Required action =
Filter this material down to the lines that hold "fence", copying each one.

Data =

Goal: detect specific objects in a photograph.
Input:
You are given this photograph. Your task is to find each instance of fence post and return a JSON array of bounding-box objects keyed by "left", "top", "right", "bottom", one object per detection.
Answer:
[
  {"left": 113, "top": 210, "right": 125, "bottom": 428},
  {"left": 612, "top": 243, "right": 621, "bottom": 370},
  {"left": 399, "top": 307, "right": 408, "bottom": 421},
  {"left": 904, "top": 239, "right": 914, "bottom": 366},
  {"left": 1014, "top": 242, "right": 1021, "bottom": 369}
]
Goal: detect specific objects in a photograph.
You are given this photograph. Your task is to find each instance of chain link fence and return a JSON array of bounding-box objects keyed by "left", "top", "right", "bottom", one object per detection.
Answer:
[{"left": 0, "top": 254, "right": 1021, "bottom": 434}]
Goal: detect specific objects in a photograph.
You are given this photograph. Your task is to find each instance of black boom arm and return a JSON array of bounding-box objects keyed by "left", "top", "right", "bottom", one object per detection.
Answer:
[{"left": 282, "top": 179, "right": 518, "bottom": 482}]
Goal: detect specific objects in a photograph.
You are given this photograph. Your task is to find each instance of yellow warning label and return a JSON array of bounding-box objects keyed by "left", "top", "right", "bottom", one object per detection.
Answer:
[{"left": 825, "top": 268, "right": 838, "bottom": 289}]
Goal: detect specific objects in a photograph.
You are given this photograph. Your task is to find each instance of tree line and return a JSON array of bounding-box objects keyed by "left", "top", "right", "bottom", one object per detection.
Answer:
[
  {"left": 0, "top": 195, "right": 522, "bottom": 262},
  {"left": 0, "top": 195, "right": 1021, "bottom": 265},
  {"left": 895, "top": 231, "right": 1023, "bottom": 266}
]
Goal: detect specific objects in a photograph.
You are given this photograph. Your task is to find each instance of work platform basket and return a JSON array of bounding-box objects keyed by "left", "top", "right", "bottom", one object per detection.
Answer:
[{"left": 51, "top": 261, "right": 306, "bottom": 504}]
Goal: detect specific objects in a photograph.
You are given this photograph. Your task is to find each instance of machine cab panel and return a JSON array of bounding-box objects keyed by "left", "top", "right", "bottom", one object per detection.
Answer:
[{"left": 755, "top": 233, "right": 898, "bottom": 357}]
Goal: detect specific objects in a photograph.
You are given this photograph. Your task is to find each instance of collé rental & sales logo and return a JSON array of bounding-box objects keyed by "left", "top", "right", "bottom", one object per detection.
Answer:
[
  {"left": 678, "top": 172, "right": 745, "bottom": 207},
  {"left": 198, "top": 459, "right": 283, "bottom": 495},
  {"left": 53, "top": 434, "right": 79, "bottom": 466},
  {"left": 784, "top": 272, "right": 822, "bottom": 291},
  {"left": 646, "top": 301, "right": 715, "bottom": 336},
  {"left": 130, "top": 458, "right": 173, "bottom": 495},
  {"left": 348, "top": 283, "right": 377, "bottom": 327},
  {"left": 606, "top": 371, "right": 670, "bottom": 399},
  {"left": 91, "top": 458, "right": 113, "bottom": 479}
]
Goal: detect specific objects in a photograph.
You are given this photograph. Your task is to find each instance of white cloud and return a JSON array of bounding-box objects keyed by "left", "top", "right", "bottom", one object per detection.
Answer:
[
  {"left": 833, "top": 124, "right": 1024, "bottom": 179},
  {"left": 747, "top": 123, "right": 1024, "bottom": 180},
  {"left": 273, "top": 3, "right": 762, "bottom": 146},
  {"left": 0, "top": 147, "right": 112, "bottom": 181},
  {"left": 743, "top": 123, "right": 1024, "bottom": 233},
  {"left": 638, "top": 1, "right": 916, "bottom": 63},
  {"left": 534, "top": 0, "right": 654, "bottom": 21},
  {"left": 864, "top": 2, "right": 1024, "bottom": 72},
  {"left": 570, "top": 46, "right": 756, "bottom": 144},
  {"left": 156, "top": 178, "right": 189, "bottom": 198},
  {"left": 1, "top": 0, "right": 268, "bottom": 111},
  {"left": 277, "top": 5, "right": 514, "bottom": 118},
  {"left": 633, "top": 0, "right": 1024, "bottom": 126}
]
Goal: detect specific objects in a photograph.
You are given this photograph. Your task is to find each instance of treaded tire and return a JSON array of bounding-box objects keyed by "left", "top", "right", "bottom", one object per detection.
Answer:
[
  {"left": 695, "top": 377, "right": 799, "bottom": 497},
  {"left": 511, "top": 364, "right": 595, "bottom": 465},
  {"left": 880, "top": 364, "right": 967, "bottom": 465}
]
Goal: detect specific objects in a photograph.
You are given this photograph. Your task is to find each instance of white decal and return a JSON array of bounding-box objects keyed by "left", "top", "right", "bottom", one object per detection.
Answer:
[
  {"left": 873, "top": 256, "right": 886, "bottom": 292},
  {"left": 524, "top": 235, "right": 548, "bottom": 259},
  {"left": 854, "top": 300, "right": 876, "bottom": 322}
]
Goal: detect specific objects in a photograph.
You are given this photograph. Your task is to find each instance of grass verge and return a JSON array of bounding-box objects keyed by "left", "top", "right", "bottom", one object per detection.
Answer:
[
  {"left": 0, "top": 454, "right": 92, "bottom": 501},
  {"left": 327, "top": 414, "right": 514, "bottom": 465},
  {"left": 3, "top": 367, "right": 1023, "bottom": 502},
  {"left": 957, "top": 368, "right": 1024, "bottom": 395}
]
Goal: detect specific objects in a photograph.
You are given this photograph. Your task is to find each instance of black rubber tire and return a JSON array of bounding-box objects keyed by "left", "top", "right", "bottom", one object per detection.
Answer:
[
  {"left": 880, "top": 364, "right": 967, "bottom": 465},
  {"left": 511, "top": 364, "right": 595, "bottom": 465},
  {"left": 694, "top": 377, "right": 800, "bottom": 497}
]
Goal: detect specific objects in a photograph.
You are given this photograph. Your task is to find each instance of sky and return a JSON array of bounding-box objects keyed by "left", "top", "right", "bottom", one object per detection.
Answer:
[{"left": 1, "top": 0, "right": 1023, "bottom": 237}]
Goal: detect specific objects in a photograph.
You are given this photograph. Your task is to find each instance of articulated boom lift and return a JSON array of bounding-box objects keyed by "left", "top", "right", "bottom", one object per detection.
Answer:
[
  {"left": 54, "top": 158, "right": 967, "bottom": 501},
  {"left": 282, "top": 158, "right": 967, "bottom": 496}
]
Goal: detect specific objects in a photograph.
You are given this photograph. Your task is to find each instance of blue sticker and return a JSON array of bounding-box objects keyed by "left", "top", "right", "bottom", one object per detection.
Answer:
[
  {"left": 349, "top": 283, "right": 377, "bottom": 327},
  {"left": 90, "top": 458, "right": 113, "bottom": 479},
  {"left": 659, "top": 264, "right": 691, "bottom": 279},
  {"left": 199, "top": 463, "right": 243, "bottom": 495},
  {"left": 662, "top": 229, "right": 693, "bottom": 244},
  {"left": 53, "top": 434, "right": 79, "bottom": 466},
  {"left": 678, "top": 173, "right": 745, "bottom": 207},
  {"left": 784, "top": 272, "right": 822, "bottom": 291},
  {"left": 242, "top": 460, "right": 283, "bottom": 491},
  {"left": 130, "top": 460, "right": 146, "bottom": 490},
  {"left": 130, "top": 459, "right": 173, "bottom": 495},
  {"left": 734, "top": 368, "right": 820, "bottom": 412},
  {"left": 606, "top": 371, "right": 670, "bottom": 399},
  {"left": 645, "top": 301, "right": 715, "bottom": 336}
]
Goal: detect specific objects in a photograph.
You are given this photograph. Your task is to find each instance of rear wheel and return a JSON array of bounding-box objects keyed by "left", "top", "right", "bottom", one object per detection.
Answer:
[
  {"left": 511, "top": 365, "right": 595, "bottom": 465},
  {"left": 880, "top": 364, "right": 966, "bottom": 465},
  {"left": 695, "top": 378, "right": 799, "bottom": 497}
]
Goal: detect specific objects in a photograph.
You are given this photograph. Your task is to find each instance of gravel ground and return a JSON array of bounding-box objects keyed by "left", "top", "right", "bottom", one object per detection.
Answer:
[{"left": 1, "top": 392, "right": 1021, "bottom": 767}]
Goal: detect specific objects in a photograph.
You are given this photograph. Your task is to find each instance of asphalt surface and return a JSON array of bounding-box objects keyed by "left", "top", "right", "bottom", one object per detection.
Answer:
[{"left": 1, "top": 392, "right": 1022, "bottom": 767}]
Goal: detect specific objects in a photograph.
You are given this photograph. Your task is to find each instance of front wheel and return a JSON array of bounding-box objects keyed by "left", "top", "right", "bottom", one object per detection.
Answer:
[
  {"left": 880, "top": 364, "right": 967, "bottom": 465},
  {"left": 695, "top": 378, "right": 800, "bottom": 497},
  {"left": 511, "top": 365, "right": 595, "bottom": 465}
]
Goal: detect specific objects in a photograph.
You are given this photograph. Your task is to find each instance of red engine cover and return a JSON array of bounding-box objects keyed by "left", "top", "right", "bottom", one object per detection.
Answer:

==

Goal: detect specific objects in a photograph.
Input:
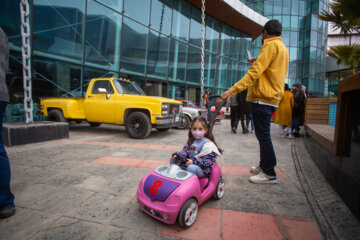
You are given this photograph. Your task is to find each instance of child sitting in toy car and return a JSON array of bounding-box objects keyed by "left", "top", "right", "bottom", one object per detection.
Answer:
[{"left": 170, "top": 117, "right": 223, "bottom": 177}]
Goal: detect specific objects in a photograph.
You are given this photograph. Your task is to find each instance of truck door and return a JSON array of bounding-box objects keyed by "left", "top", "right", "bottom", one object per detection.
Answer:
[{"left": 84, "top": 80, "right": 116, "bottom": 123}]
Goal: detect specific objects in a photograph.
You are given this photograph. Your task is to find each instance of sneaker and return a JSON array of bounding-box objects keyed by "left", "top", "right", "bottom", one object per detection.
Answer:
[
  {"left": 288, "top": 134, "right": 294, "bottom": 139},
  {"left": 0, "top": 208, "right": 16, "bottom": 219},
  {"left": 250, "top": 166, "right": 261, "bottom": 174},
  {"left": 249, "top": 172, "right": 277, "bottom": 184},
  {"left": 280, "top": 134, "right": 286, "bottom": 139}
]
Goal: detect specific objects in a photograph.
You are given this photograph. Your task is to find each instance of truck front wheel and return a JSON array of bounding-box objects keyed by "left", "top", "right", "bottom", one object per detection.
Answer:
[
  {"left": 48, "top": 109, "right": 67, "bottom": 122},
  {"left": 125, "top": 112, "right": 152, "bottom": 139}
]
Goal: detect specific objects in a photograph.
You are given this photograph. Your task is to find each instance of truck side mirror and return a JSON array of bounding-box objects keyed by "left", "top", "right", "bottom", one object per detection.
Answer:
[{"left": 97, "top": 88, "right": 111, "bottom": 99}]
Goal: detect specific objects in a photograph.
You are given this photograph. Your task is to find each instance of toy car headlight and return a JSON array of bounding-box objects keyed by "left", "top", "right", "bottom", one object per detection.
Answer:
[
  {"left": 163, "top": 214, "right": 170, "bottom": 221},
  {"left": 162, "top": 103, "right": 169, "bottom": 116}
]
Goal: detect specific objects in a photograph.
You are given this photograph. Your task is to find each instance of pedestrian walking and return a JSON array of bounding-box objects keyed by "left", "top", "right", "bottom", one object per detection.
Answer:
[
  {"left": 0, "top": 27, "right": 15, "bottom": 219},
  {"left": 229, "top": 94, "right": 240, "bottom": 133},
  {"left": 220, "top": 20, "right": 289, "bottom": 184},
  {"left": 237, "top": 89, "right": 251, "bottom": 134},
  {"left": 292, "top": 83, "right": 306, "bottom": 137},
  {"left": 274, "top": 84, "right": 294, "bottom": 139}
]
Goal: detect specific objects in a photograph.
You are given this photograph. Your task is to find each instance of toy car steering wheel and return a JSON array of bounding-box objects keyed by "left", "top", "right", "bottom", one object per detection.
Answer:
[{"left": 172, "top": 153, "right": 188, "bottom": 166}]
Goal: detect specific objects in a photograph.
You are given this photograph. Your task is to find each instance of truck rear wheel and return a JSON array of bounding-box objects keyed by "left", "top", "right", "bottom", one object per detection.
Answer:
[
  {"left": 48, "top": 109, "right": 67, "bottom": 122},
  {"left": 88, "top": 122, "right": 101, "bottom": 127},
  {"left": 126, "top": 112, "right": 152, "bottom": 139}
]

Output below =
You are given this photograph. Your task is to find each instance of fence post and return a JSON array of bounding-box objects keyed by "left", "top", "right", "bottom", one object per detection.
You are given this photograph. Your task is to find each instance of chain link fence and return a JSON array of bounding-box objects keyed by "left", "top", "right", "bottom", one object per detection.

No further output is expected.